Questions to answer
1 - Give every year mentioned in the text on Hannah Pick-Goslar, in the order the years appear.
2 - From the text on Hannah Pick-Goslar, set down the passage that opens with the words "Pick-Goslar leaves behind" and closes with "the death camp.".

Holocaust survivor Hannah Pick-Goslar, a close friend of Anne Frank who lectured around the world about her experiences during the Holocaust, passed away on Friday, two weeks before her 94th birthday.
The funeral was held at the Mount of Olives on Saturday night.
Pick-Goslar leaves behind three children, 11 grandchildren, and dozens of great-grandchildren.
Pick-Goslar was born in Berlin in 1928. Her family moved to the Netherlands in 1933 following the election of Adolf Hitler as the Chancellor of Germany and the firing of her father from his government position. She met Anne Frank in 1934 and the two girls became best friends and went to school together. Pick-Goslar is mentioned multiple times in Frank's famous diary.
The Goslar family was arrested by Nazi forces in June, 1943 and taken to the Westerbork transit camp. In February 1944 they were sent to the Bergen-Belsen concentration camp, where Pick -Goslar met her friends Anne Frank one more time before the latter died in the death camp.
In a famous story, Pick-Goslar threw packages containing food over a fence at the camp to Anne Frank. The first package was caught by another prisoner who did not give it to Frank, who only caught the third package.

Information shown
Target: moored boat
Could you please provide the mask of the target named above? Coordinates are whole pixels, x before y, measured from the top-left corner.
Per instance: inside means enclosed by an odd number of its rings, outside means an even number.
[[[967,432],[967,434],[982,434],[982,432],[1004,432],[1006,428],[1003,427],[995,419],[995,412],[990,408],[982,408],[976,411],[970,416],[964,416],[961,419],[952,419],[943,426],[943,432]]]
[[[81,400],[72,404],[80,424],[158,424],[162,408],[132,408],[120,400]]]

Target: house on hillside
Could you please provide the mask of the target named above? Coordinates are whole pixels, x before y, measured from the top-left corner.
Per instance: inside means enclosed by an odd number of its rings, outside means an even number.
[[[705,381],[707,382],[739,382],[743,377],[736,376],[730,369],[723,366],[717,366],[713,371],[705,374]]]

--

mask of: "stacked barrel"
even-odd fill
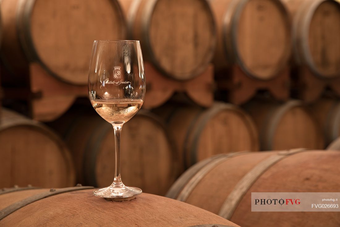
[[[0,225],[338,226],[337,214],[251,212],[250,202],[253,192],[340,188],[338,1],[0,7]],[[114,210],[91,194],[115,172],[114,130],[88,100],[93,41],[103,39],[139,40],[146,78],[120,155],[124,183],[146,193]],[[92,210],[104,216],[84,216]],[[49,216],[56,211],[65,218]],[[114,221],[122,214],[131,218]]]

--

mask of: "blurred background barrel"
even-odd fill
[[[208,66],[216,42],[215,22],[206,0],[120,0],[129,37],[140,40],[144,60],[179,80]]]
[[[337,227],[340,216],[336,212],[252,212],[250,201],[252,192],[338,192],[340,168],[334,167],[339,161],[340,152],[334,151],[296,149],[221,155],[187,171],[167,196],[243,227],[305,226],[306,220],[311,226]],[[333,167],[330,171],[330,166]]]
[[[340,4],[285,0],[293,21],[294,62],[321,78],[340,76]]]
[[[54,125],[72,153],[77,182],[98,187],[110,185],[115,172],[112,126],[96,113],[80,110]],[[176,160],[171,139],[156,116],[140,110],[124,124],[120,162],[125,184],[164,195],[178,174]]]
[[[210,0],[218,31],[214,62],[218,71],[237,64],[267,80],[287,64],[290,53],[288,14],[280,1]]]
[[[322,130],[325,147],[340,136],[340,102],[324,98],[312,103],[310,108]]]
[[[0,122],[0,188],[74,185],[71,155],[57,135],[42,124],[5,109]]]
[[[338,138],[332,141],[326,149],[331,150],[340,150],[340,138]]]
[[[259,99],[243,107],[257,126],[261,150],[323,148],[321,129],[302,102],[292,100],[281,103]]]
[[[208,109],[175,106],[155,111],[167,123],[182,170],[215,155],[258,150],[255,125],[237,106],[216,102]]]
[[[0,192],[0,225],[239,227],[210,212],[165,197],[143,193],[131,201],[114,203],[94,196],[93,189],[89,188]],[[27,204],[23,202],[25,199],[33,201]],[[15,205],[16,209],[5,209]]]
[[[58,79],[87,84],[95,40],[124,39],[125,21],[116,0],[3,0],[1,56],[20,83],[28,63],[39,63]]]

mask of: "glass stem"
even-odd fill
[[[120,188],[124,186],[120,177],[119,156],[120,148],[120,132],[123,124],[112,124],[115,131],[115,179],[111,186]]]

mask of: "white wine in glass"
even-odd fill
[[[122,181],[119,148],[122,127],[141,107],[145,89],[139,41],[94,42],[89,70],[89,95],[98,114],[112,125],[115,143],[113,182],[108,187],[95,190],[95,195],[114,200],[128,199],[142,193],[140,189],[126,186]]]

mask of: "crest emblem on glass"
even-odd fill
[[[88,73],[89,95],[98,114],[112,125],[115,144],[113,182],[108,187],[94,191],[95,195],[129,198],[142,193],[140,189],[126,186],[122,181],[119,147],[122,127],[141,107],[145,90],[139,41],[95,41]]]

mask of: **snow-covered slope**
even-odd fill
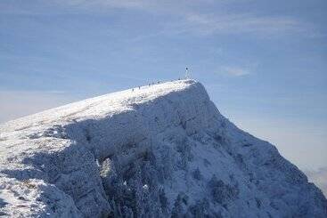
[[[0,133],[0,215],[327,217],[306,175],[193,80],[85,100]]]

Answers in order
1 - 1928, 1933, 1934, 1943, 1944

2 -
Pick-Goslar leaves behind three children, 11 grandchildren, and dozens of great-grandchildren.
Pick-Goslar was born in Berlin in 1928. Her family moved to the Netherlands in 1933 following the election of Adolf Hitler as the Chancellor of Germany and the firing of her father from his government position. She met Anne Frank in 1934 and the two girls became best friends and went to school together. Pick-Goslar is mentioned multiple times in Frank's famous diary.
The Goslar family was arrested by Nazi forces in June, 1943 and taken to the Westerbork transit camp. In February 1944 they were sent to the Bergen-Belsen concentration camp, where Pick -Goslar met her friends Anne Frank one more time before the latter died in the death camp.